**O QUE FAZER**
1 - Resuma em duas frases o texto sobre a economia e as empresas depois da covid-19.
2 - Prossiga o texto sobre a economia e as empresas depois da covid-19 a partir do ponto em que termina.

**EXCERTO ESCOLHIDO**
━━━━━━━━━━━━━━━━━━━━━━━━━━━━━━

A economia e as empresas depois da covid-19

Recuperar desta crise económica em que entramos exige prevenir e ajudar as pessoas a recuperarem e a desenvolverem as suas competências para um futuro de desenvolvimento económico com coesão social.

Temos que mostrar que aprendemos com as crises recentes, económica de 2008 (com taxa de crescimento do PIB de -4%) e a catástrofe dos incêndios de 2017. Em ambas, para além dos custos directos com insolvências, destruição de património natural ou edificado ou perdas financeiras generalizadas, estas crises resultaram em perdas de grande dimensão decorrentes da disrupção de muitas vidas, com as perturbações físicas e psicológicas que daqui decorreram.

Se o ministro das Finanças, Mário Centeno, tiver razão (como os últimos dados pareciam confirmar) e o país estiver melhor e mais preparado para lidar com esta crise da covid-19 como nunca esteve em qualquer outra, então a resposta de Portugal incluirá finalmente o reforço dos serviços públicos de psicologia do SNS, com destaque para os Cuidados de Saúde Primários, bem como uma estratégia e agenda concertada, transversal e transministerial de prevenção e de desenvolvimento das pessoas, enquadrada nas recomendações internacionais e na evidência científica. Isto também é válido para o sector privado, onde as empresas talvez possam agora perceber melhor que o papel do psicólogo do trabalho e das organizações não pode ser substituído pelo de coachs não psicólogos e afins.

━━━━━━━━━━━━━━━━━━━━━━━━━━━━━━

**SECÇÃO DE DADOS**
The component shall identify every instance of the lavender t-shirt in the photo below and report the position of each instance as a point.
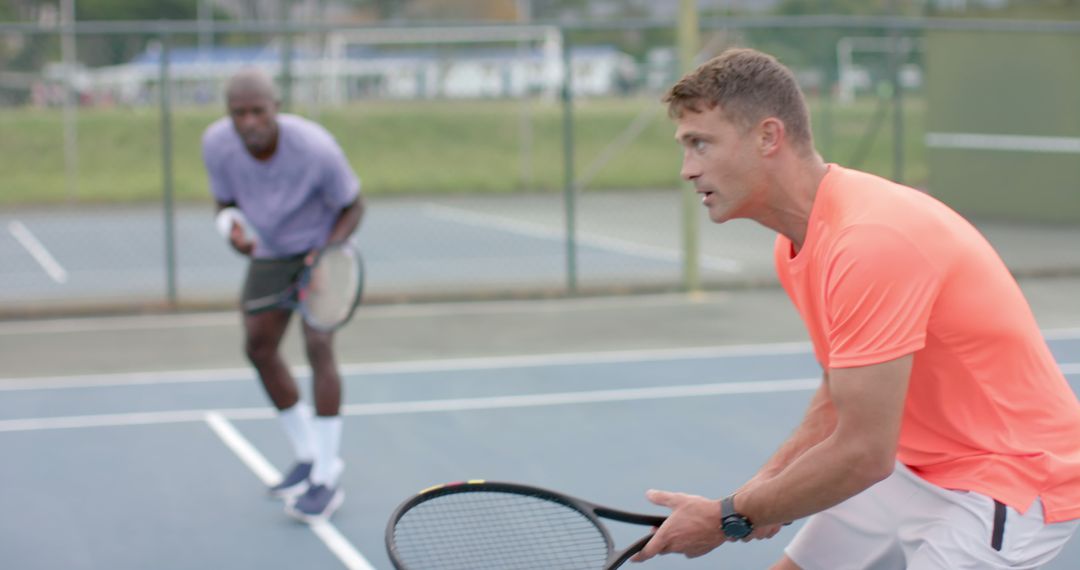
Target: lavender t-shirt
(292, 200)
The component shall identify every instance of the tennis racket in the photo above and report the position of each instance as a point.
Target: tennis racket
(482, 525)
(326, 292)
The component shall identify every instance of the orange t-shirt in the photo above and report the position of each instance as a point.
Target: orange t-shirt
(887, 271)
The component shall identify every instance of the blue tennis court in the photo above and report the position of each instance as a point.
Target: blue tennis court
(166, 469)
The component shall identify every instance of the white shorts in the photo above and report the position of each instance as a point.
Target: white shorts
(906, 523)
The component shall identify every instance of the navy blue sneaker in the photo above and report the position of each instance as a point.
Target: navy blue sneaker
(295, 483)
(318, 503)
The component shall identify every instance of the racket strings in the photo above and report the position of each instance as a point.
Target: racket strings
(490, 530)
(333, 288)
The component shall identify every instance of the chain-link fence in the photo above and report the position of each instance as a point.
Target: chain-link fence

━━━━━━━━━━━━━━━━━━━━━━━━━━━━━━

**RESPOSTAS DO EXERCÍCIO**
1 - Recuperar da crise económica exige prevenir e ajudar as pessoas a recuperar e a desenvolver as suas competências, mostrando o que se aprendeu com a crise de 2008 e com os incêndios de 2017, que, além dos custos diretos, perturbaram muitas vidas física e psicologicamente. Se o ministro das Finanças, Mário Centeno, tiver razão quanto à preparação do país, a resposta de Portugal incluirá o reforço dos serviços públicos de psicologia do SNS e uma estratégia transministerial de prevenção e desenvolvimento das pessoas, e as empresas talvez percebam que o psicólogo do trabalho e das organizações não pode ser substituído por coachs não psicólogos.

2 -
Nunca se falou tanto de comportamentos como agora, mas eles sempre estiveram aqui e os psicólogos sempre foram profissionais especializados em comportamento, disponíveis não só em tempo de crise, mas também em tempos de recuperação e crescimento, trabalhando para a prevenção das crises e para estarmos mais preparados para lhes resistir. Lembram-se agora todos da importância da prevenção de riscos psicossociais, nomeadamente do stress e burnout? E está mais claro que sensibilizar não chega para mudar comportamentos? A recuperação económica do país será tanto mais rápida quanto ajudarmos os muitos milhares de portugueses com intervenção psicológica disponível e acessível. Não, não é só para quem tenha desenvolvido uma perturbação mental, é para quem possa, de forma expectável, ter maior dificuldade em ultrapassar os obstáculos acrescidos que estas situações colocam, com redução de salários, desemprego, perda de património, divórcios, adaptação a novas formas de trabalho e tarefas, conciliação das mesmas com gestão de dependentes (quer sejam mais novos ou mais velhos), a novos modelos de negócio, a equipas mais pequenas e às suas entradas e saídas, entre outros.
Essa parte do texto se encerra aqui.